══ Input data
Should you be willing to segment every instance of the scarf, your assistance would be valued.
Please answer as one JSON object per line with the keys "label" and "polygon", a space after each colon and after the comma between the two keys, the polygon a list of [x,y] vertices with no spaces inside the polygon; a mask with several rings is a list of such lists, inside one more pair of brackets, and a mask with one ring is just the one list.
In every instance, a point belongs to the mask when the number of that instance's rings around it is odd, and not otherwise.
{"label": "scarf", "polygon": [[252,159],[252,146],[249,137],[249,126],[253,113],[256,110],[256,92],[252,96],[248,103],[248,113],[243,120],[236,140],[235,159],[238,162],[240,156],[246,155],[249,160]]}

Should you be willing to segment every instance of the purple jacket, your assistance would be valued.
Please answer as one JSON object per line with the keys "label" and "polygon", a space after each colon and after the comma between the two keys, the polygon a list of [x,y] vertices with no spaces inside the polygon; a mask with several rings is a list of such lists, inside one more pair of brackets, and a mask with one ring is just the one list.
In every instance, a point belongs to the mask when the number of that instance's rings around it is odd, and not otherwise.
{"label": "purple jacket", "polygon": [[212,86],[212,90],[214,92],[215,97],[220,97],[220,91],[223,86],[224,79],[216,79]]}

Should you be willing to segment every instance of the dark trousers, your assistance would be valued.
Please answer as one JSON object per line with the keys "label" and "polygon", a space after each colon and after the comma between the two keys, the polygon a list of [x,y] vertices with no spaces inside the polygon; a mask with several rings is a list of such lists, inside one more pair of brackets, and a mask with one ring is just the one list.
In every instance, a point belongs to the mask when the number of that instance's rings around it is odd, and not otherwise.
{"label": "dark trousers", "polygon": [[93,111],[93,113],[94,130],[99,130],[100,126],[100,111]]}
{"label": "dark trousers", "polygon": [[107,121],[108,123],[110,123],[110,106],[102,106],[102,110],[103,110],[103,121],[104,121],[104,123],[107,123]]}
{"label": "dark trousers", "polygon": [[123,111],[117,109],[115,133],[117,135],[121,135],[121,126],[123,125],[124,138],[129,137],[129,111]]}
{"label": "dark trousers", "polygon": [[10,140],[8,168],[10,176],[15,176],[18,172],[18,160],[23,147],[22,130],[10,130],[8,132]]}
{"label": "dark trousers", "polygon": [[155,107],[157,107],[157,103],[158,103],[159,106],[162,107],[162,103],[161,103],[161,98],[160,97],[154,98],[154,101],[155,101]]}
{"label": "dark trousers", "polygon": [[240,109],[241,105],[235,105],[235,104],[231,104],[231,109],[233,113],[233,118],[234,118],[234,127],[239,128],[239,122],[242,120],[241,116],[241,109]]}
════
**Written instruction:** Output every line of the entries above as a Markdown table with the columns "Row" and "Line", numbering the rows and leaving out blank lines.

**Task result:**
| Row | Line |
|---|---|
| 1 | Should you be willing to segment every instance of the scarf, your assistance would be valued. |
| 2 | Please answer as one JSON object per line with the keys "label" and "polygon", a space after each colon and after the comma between the two keys, the polygon a list of [x,y] vertices with no spaces inside the polygon; a mask with several rings is a list of such lists, inside one more pair of brackets, and a mask with one ring is just the one list. |
| 3 | In every instance, a point belongs to the mask when the number of that instance's rings around it is odd, and not otherwise. |
| 4 | {"label": "scarf", "polygon": [[252,159],[252,146],[249,137],[249,126],[253,113],[256,110],[256,92],[252,96],[248,103],[248,113],[243,120],[236,140],[235,159],[238,162],[240,156],[246,155],[249,160]]} |
| 5 | Should you be willing to segment every instance of the purple jacket, your assistance would be valued. |
| 6 | Please answer as one JSON object per line with the keys "label" and "polygon", a space after each colon and after the comma between the two keys, the polygon a list of [x,y] vertices with no spaces inside the polygon; a mask with several rings is a list of such lists, inside one more pair of brackets, and a mask with one ring is just the one list. |
| 7 | In every instance, a point belongs to the mask when the number of that instance's rings around it is odd, and not otherwise. |
| 8 | {"label": "purple jacket", "polygon": [[212,86],[212,90],[214,92],[215,97],[220,97],[220,91],[223,86],[224,79],[216,79]]} |
| 9 | Should you be willing to segment every instance of the dark trousers, your assistance would be valued. |
| 10 | Please answer as one JSON object per line with the keys "label" and "polygon", a space after each colon and after the comma between the two keys, the polygon a list of [x,y] vertices with no spaces inside the polygon; a mask with several rings is a list of such lists, inside one more pair of brackets, and a mask with one ring is just the one list. |
| 11 | In every instance, a point belongs to the mask when the number of that instance's rings around it is odd, and not otherwise. |
| 12 | {"label": "dark trousers", "polygon": [[93,111],[93,113],[94,130],[99,130],[100,126],[100,111]]} |
| 13 | {"label": "dark trousers", "polygon": [[107,121],[108,123],[110,123],[110,106],[102,106],[102,110],[103,110],[103,121],[104,121],[104,123],[107,123]]} |
| 14 | {"label": "dark trousers", "polygon": [[123,111],[117,109],[115,133],[117,135],[121,135],[121,126],[123,125],[124,138],[129,137],[129,111]]} |
| 15 | {"label": "dark trousers", "polygon": [[10,140],[8,168],[10,176],[15,176],[18,172],[18,160],[23,147],[22,130],[10,130],[8,132]]} |
| 16 | {"label": "dark trousers", "polygon": [[155,107],[157,107],[157,103],[158,103],[159,106],[162,107],[162,103],[161,103],[161,98],[160,97],[154,98],[154,101],[155,101]]} |
| 17 | {"label": "dark trousers", "polygon": [[240,109],[241,105],[235,105],[235,104],[231,104],[231,109],[233,113],[233,118],[234,118],[234,127],[239,128],[239,122],[242,120],[241,116],[241,109]]} |